(Task prompt) Gather and copy out every line of the records below that contains the word "grass".

(Supplied records)
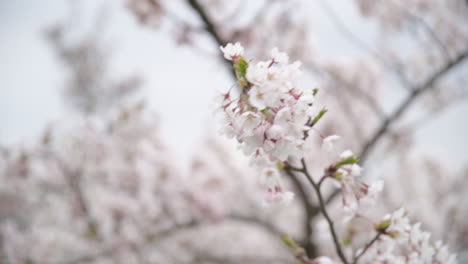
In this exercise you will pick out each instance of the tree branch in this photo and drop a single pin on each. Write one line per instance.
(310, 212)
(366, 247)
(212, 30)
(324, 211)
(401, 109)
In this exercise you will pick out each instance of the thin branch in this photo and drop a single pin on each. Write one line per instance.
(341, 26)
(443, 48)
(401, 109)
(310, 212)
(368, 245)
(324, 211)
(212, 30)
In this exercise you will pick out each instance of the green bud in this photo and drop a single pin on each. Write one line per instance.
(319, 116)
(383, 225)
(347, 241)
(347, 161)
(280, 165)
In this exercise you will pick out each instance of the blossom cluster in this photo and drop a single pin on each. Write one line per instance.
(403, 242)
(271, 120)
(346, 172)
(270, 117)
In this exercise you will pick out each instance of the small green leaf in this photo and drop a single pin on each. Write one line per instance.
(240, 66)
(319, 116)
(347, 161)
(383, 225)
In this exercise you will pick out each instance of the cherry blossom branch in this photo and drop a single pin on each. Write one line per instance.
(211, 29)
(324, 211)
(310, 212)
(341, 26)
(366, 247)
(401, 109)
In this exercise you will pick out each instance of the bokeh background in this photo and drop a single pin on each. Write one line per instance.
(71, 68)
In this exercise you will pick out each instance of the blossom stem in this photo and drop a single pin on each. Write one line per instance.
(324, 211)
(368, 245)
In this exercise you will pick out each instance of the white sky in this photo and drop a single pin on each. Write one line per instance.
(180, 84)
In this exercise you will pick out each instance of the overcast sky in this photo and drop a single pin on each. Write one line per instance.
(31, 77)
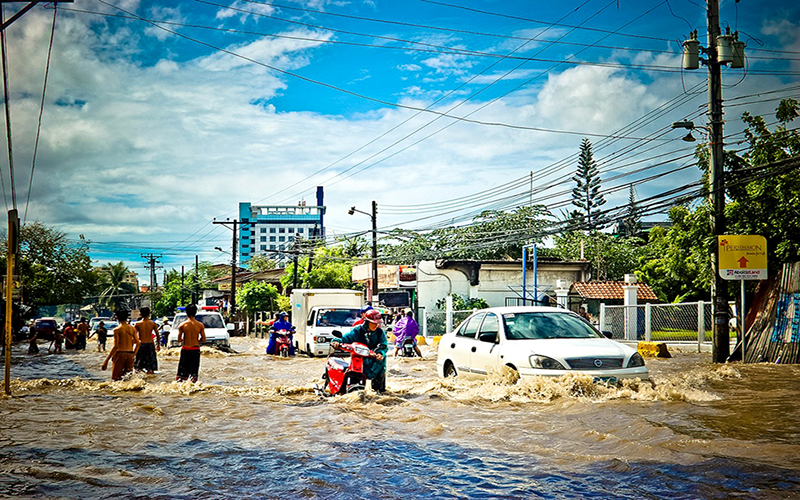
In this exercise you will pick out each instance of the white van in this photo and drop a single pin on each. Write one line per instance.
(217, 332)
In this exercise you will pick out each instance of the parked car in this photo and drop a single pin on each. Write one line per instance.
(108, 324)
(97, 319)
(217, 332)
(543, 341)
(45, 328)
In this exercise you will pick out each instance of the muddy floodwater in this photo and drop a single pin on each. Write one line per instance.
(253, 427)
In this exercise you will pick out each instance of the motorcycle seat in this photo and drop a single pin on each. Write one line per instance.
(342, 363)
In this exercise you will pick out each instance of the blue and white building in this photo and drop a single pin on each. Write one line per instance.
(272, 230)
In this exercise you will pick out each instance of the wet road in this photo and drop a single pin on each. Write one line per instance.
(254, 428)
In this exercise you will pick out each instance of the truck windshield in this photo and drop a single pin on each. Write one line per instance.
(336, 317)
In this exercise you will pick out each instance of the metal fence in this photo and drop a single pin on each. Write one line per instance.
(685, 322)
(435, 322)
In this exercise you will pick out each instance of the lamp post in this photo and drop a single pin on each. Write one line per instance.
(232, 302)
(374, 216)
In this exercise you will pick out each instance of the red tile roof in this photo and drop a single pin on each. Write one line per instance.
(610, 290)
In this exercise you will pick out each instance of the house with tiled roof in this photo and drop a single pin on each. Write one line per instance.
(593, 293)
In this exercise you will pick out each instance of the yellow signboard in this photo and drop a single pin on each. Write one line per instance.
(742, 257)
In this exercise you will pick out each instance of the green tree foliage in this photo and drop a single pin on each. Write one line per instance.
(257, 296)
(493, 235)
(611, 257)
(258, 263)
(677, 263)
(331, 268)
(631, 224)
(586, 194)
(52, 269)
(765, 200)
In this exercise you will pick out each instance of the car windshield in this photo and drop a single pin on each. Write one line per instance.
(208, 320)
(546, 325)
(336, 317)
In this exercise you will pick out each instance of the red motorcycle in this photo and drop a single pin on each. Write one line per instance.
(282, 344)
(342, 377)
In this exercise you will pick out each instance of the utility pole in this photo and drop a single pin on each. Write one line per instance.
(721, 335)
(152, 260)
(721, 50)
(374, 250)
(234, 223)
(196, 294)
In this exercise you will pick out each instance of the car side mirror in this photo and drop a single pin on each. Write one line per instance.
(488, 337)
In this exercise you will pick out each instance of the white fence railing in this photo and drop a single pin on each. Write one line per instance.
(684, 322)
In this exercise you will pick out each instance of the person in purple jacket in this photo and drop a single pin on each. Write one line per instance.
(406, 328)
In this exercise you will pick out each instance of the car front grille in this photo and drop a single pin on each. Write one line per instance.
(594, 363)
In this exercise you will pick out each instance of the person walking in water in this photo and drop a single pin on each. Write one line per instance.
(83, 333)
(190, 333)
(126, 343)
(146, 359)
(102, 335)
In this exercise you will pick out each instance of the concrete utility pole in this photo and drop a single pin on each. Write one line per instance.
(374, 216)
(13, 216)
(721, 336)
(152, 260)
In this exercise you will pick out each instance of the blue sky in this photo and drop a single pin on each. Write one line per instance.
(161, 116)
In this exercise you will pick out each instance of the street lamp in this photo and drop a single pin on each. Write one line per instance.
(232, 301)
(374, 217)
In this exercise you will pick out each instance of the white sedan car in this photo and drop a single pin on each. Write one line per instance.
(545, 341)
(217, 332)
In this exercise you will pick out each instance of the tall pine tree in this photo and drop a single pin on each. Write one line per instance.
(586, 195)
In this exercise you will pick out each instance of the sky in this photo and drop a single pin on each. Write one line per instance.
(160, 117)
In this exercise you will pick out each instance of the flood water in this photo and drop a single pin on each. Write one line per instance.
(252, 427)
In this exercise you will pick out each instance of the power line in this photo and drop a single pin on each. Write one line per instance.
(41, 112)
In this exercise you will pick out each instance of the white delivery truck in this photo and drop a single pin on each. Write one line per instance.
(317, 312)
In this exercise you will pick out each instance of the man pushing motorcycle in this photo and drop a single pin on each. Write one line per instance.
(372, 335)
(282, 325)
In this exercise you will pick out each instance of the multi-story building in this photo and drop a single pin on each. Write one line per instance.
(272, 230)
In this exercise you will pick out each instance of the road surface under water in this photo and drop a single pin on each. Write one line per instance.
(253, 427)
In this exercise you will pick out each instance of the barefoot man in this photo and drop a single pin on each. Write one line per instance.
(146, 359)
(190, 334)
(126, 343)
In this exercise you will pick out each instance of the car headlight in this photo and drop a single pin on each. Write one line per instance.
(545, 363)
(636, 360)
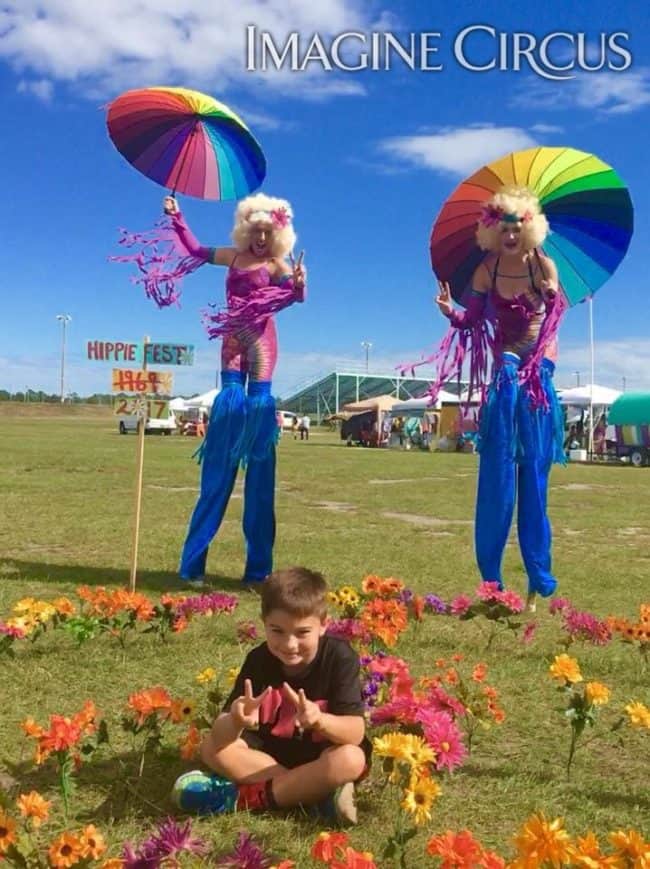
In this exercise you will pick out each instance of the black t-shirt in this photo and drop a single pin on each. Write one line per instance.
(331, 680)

...

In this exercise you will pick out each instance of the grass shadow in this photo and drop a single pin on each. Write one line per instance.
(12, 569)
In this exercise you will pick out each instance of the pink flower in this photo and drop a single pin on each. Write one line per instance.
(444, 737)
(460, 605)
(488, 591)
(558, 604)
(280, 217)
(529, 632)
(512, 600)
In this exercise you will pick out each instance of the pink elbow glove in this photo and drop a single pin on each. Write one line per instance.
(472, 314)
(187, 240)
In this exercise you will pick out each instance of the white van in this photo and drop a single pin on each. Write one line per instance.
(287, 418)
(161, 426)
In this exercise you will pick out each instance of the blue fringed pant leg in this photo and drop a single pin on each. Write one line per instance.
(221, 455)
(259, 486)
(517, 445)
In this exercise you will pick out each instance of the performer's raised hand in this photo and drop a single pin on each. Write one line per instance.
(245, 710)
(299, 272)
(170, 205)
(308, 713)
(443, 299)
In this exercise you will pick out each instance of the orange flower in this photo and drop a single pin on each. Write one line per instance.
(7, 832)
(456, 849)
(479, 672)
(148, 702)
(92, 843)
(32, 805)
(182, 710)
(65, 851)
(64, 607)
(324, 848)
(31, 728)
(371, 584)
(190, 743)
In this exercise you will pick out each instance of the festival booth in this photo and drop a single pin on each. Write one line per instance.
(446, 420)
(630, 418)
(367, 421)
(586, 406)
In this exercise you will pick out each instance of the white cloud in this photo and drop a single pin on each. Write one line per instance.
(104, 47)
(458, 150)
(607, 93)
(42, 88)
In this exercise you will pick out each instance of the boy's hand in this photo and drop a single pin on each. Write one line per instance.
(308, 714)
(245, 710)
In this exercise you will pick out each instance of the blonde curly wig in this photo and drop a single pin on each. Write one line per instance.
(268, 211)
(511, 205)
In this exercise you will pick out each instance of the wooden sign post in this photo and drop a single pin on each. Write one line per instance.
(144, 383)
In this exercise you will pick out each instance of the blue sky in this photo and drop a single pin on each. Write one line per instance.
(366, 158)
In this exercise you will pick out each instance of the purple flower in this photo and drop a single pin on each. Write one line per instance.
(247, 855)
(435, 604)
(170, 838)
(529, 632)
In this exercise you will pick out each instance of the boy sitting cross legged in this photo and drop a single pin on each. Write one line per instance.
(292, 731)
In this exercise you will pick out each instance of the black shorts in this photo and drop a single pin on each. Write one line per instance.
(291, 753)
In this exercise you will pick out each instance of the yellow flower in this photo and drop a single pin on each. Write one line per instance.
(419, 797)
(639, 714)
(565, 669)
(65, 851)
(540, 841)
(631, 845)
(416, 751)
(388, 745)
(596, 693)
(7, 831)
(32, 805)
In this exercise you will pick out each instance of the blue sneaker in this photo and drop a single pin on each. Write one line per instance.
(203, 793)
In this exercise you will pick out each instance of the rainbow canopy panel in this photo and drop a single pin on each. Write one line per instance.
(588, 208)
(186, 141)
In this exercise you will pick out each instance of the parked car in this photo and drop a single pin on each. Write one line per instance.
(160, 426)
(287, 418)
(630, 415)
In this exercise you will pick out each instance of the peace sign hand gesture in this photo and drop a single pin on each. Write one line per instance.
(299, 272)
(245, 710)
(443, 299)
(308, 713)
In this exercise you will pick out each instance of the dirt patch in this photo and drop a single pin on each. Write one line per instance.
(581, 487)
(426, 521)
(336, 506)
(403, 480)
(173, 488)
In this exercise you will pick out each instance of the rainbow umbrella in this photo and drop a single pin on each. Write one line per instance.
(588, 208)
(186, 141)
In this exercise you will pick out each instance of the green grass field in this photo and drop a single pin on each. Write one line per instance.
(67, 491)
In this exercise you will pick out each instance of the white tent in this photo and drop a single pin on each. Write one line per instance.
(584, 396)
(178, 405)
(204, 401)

==

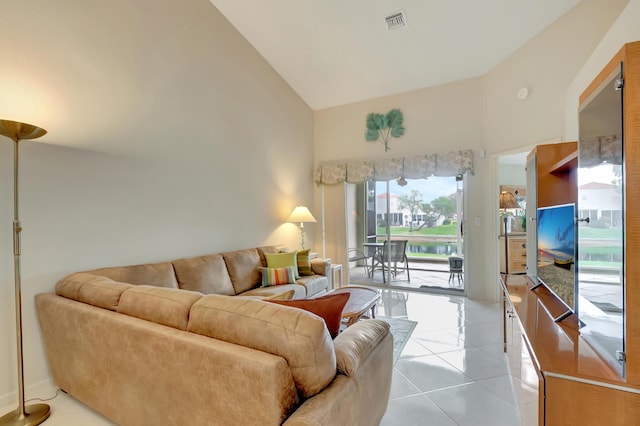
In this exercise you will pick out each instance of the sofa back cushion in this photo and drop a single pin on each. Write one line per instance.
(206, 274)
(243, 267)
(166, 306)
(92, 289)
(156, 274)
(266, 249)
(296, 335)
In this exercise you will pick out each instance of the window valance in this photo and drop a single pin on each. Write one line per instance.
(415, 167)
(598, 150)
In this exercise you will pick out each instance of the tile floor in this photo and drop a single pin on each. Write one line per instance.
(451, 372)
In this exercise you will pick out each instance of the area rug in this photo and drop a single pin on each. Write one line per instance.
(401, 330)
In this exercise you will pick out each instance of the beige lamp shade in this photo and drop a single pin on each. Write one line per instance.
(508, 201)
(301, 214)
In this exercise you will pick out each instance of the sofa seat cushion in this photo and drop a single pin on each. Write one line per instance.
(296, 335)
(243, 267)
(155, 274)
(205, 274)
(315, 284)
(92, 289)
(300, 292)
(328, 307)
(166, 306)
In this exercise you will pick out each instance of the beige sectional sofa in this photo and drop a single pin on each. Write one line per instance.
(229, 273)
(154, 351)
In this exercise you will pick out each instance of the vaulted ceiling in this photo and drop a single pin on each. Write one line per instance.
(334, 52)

(Exercise output)
In this exercise you will pick out each instance of the grass shadow in this photo and drop a single pin on each. Write one line per instance.
In this exercise you will pick out each instance of the green grass field in this photo and drop a single pin on each. Write one line per instance.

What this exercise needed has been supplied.